> _Text_
^^^^^^^^^^^^^^^^

The great thing about 7th grade yearbooks is they are full of notes and well wishes from your classmates that give you clues to what your life was like back then. Some of them are funny, others simply wishing you the best in the future. Here are a few classics:

Remember Grant;
Remember Lee;
The “hell” with them;
Remember me!
Ted (Blanco)

Ashes to Ashes
Dust to Dust
If it weren’t for boys
You would rust.
Love & Lolly Pops,
Cecelia (Vanisky)

Never kiss by the garden gate.
Love is blind, but the neighbors ain’t.
Love ya, Jack (Reinhard)

There were loads more, equally as corny. Some wrote “good luck in 8th grade,” while others just signed their name. John Brown wrote “Peace & Contemplate.” A 7th grader? This guy was so far ahead of the rest of us. In all there were 40 students and 9 teachers who signed my 7th grade yearbook. I will cherish every one of them.

I must say that traveling down this road has awakened something in me…a desire to reconnect with the person I was back then and a need to reflect on the person I am today. How do the two compare? I would like to think that I am that same person deep down inside, but how can I be? So much has happened in my life these last 45 years that forced me to change.

For one, I am now a child of God…the old me is gone and I was made new. Hallelujah! And life experiences change you: 3 marriages, 2 divorces, children, death, etc. all have a part in shaping who you are and how you look at life. I’d like to think I’ve handled these changes in a positive manner, that I didn’t let them take away from who I am at the core, but instead used each experience to make the person I was back in 1964-69 a better version of the one I am today in 2010. Yes, that’s what I think.

To be continued . . .

Monday, March 8, 2010

If I Could Do It All Over Again

Since being on Facebook, I have been in touch with several old classmates that I hadn’t thought about in 40+ years. There was a 40th reunion of the Class of 1969 this past summer, but I was not able to attend. Neither did I attend my 20th or 30th. There was always something stopping me from going. My loss. It would have been nice to reconnect with people who knew me when.

^^^^^^^^^^^^^^^^

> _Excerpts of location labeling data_
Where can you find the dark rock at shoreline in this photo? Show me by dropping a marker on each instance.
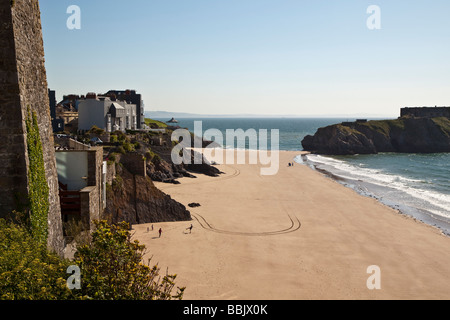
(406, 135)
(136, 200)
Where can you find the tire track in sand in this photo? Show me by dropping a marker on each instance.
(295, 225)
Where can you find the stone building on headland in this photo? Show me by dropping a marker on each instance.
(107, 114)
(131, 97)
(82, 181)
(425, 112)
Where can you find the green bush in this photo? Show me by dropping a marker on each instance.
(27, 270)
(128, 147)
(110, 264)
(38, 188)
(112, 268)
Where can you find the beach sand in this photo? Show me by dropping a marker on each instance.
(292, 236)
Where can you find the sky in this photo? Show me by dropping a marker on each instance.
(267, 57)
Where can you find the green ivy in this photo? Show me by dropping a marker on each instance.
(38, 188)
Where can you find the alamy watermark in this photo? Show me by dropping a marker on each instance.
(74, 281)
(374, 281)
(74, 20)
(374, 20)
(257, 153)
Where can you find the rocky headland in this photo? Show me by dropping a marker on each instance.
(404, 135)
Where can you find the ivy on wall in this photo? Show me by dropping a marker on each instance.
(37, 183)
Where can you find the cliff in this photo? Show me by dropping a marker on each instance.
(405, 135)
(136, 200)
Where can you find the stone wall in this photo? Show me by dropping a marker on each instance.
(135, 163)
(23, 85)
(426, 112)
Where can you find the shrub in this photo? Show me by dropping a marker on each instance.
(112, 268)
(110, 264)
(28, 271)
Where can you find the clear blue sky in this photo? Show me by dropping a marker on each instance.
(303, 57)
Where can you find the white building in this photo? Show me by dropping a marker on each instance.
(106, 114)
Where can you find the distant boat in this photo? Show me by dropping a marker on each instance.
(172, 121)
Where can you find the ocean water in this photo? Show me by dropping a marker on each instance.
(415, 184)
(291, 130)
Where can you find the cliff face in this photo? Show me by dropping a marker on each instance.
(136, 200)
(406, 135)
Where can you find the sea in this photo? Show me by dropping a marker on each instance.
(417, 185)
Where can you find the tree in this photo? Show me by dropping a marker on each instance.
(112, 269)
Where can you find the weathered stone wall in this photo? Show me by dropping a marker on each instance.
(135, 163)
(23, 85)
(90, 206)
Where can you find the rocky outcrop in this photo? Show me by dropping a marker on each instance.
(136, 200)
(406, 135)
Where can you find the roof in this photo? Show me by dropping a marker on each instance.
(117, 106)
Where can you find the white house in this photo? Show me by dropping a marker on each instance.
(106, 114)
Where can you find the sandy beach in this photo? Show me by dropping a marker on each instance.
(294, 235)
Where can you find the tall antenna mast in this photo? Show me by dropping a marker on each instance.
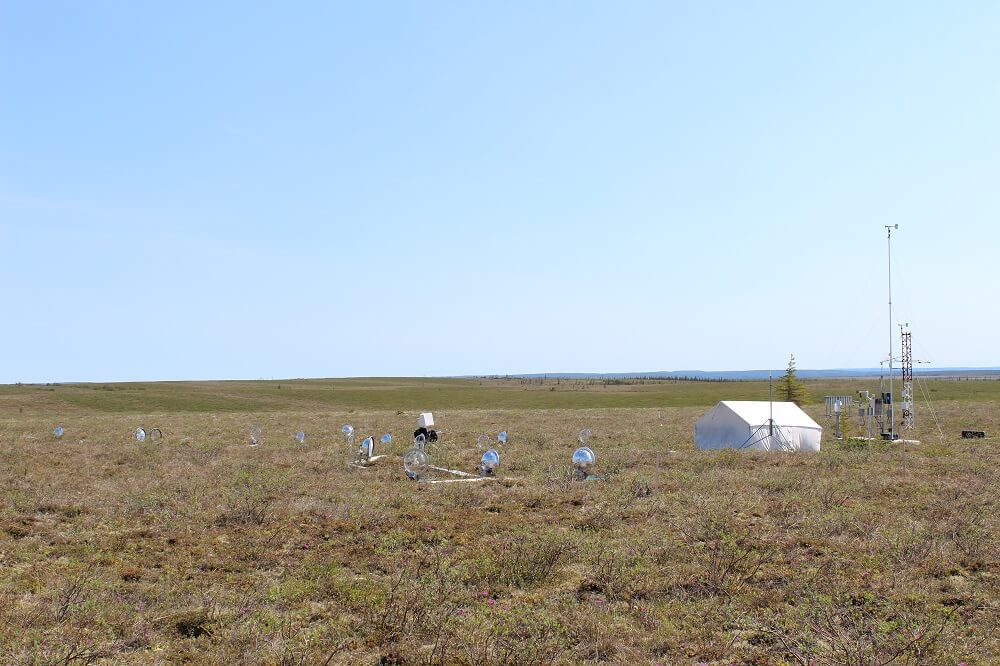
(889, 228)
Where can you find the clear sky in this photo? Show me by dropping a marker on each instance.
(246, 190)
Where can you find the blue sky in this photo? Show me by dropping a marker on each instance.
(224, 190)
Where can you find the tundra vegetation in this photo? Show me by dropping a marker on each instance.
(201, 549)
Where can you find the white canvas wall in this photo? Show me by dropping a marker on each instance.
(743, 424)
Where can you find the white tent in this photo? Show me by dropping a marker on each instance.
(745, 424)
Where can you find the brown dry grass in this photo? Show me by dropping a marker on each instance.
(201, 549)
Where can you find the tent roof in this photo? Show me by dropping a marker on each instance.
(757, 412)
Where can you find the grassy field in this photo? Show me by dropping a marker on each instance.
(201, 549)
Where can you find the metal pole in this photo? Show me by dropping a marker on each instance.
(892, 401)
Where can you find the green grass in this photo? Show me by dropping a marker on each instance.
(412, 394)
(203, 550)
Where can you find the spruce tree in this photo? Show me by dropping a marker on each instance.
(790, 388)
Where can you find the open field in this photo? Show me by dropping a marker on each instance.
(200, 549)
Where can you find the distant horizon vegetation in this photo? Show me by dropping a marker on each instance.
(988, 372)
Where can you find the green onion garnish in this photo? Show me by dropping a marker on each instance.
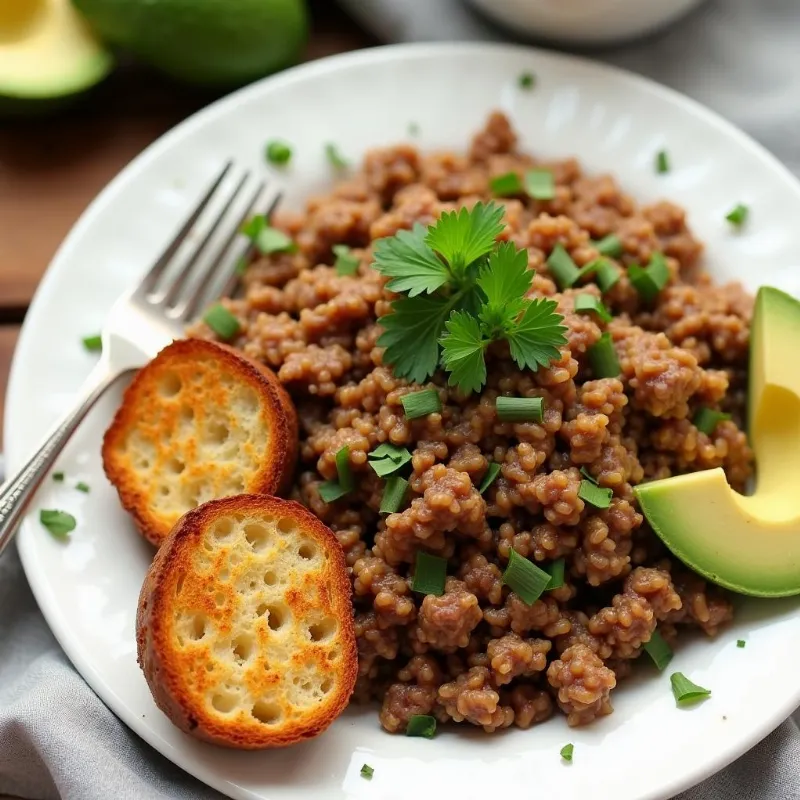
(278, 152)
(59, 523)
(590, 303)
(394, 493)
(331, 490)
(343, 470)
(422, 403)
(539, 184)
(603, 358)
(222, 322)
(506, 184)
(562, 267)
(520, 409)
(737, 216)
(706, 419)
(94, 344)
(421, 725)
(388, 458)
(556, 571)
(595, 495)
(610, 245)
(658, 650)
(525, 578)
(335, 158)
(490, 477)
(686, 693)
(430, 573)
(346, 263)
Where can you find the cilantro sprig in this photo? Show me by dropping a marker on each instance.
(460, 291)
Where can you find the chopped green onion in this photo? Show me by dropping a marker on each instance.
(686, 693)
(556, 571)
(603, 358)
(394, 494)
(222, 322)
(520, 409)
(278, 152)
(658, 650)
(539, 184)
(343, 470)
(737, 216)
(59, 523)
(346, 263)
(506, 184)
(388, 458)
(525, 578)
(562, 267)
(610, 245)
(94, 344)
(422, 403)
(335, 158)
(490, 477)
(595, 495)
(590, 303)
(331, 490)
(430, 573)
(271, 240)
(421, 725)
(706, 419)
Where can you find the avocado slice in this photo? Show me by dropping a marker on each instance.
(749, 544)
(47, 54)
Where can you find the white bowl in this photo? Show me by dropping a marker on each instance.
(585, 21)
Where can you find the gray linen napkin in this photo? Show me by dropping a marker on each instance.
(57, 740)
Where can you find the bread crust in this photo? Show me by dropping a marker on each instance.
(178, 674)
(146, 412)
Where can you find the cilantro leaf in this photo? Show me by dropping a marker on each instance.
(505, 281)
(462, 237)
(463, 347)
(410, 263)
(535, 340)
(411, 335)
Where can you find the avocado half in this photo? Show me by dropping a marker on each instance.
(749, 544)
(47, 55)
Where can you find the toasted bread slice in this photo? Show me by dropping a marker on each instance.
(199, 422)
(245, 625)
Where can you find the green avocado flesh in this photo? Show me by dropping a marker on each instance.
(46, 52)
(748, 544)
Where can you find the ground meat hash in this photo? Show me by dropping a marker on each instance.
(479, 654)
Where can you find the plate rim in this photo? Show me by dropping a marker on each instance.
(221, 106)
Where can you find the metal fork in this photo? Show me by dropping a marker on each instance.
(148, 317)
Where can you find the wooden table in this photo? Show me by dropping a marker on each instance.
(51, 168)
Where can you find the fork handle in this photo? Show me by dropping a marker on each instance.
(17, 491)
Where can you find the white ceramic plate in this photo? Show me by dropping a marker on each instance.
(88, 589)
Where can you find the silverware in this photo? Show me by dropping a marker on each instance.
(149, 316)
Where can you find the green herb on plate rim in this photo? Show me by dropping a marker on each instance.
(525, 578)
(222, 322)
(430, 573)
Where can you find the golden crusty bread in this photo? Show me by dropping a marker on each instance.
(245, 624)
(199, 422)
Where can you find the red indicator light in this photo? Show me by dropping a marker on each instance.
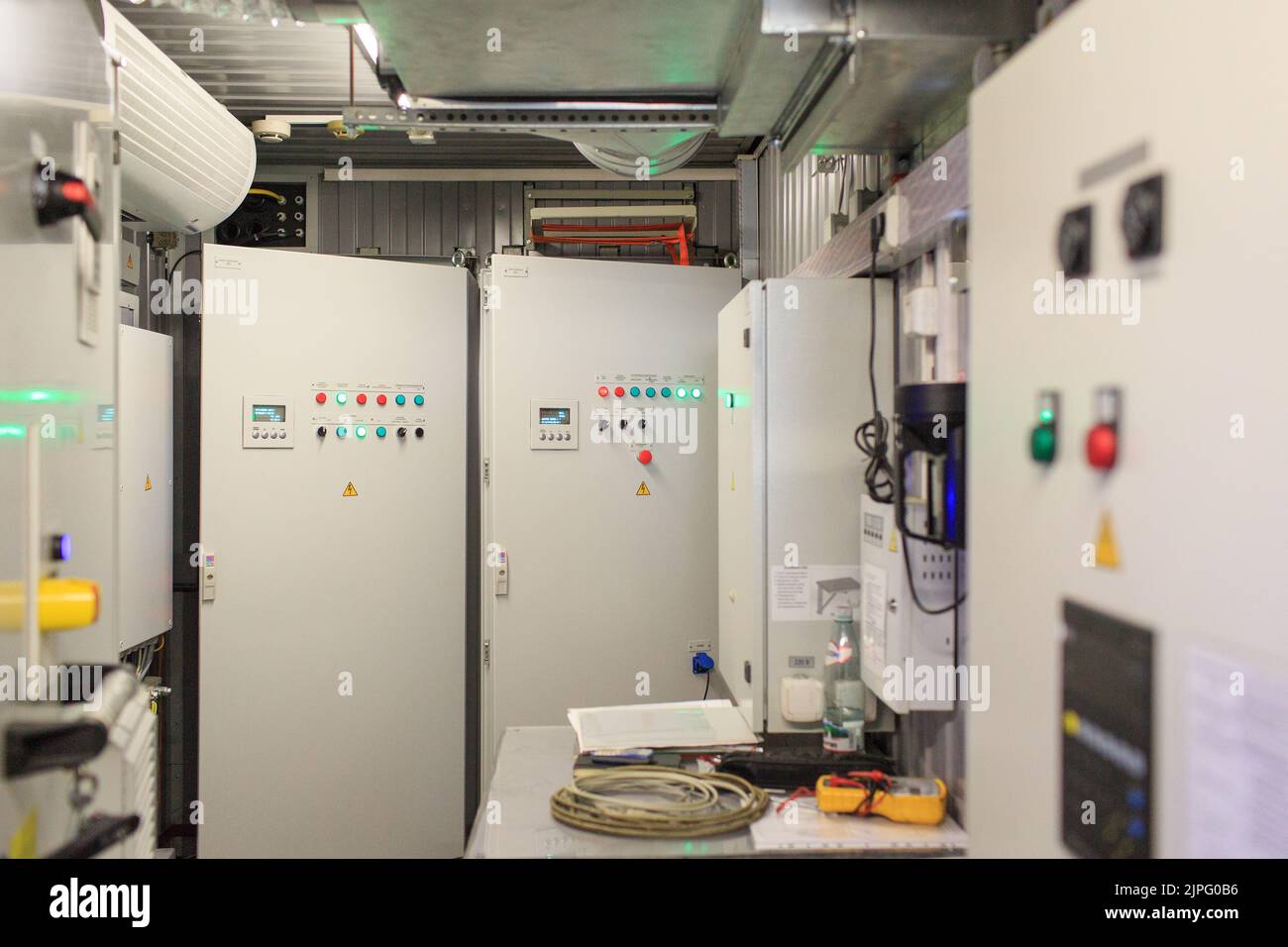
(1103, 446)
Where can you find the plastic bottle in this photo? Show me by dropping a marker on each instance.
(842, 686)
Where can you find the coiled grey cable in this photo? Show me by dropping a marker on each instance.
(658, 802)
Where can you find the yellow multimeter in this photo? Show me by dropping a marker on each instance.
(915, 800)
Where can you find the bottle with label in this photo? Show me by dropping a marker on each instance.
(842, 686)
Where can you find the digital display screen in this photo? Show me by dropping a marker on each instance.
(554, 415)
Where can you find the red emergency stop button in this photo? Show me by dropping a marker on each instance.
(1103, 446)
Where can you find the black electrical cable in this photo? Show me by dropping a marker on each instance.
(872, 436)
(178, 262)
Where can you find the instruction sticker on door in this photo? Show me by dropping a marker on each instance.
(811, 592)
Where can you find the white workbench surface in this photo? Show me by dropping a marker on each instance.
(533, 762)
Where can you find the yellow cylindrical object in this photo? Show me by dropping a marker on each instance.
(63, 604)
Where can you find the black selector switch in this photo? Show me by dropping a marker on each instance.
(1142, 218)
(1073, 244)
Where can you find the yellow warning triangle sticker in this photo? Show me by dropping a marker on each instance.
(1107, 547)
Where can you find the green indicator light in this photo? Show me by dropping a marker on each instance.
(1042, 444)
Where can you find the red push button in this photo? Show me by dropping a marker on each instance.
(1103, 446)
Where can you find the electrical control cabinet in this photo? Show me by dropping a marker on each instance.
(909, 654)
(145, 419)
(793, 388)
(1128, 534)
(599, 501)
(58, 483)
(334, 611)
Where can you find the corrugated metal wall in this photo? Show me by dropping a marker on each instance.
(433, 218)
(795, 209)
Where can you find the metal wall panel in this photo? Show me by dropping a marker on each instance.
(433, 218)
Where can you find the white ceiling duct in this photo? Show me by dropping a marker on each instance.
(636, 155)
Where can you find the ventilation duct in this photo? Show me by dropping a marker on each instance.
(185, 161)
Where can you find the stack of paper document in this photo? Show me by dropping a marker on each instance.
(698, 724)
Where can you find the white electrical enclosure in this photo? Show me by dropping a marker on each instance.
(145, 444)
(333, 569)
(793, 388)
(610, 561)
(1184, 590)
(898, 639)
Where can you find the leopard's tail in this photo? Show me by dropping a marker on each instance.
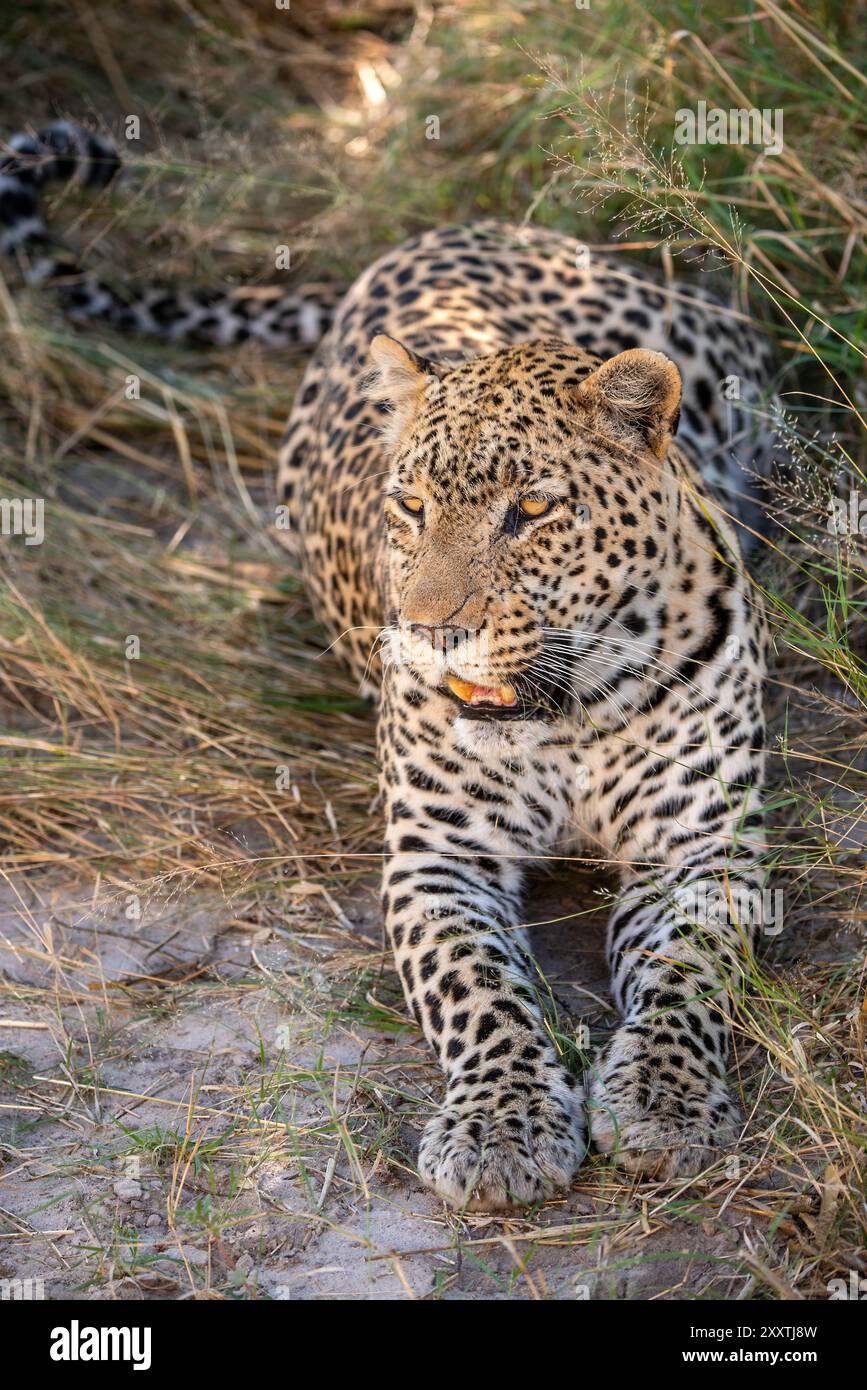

^^^^^^^^^^^^^^^^

> _What you have to do_
Please say how many students and how many teachers signed the writer's 7th grade yearbook, according to the yearbook post.

> _Answer_
40 students and 9 teachers signed it.